• REQUIREMENT
Report every line of the entries that contains the word "below".

(Stored data entries)

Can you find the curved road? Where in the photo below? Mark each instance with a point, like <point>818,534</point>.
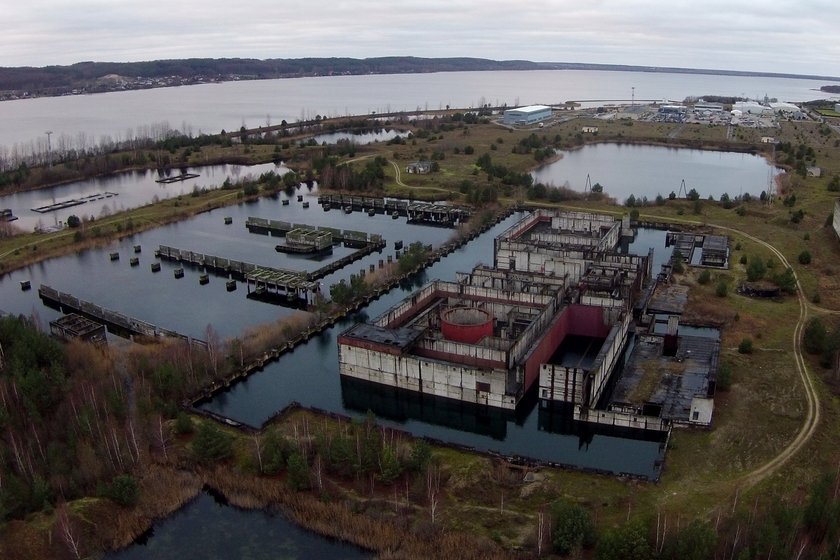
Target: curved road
<point>812,416</point>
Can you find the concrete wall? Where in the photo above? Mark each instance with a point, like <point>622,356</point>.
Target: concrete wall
<point>481,386</point>
<point>621,419</point>
<point>585,387</point>
<point>701,412</point>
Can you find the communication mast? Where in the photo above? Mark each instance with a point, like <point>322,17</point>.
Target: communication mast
<point>49,148</point>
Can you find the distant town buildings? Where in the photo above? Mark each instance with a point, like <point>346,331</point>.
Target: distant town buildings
<point>531,114</point>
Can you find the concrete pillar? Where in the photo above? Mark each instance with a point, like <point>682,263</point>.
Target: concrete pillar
<point>673,325</point>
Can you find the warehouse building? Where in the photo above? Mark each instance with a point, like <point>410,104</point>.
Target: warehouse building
<point>527,115</point>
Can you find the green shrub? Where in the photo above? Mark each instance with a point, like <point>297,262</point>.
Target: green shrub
<point>211,443</point>
<point>123,490</point>
<point>815,336</point>
<point>745,347</point>
<point>183,423</point>
<point>804,257</point>
<point>573,527</point>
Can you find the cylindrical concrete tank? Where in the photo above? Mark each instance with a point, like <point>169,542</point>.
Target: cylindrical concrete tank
<point>466,324</point>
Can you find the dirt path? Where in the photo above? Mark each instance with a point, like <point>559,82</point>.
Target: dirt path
<point>812,416</point>
<point>397,177</point>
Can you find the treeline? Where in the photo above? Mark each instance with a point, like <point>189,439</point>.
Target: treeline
<point>77,421</point>
<point>52,78</point>
<point>759,529</point>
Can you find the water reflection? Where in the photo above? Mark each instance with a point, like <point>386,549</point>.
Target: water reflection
<point>648,171</point>
<point>209,528</point>
<point>130,189</point>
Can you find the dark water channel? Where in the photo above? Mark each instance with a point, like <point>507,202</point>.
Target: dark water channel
<point>208,528</point>
<point>125,191</point>
<point>309,375</point>
<point>182,304</point>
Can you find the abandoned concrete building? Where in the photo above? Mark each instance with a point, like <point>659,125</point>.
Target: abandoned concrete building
<point>555,311</point>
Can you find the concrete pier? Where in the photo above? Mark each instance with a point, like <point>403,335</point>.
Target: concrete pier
<point>117,322</point>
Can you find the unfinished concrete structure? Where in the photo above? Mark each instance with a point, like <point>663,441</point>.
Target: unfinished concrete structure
<point>565,244</point>
<point>74,326</point>
<point>456,340</point>
<point>490,336</point>
<point>669,376</point>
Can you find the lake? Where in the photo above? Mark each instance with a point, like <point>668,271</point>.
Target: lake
<point>647,171</point>
<point>208,528</point>
<point>127,191</point>
<point>309,375</point>
<point>182,304</point>
<point>209,108</point>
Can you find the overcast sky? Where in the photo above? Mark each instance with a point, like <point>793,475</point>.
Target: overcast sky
<point>801,37</point>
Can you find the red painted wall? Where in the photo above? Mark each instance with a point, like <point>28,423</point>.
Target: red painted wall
<point>582,320</point>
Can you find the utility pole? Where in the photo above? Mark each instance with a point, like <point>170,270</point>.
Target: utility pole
<point>49,148</point>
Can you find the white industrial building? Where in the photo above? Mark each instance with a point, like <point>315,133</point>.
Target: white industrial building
<point>527,115</point>
<point>752,108</point>
<point>788,110</point>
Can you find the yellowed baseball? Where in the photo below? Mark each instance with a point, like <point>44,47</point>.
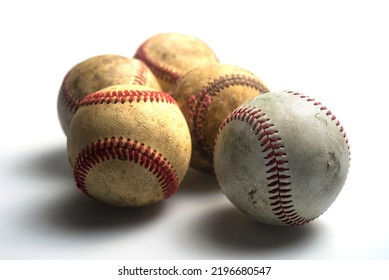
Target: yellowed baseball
<point>206,95</point>
<point>129,145</point>
<point>96,73</point>
<point>171,55</point>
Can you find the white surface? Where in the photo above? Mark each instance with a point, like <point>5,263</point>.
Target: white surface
<point>334,51</point>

• RESPONSE TO THIS EXERCISE
Can you find the curved road? Where in the photo below? Mark each instance with a point, like <point>818,534</point>.
Can you find the yellowed baseball? Where in the photo below? Mark each instance with a point, like <point>44,47</point>.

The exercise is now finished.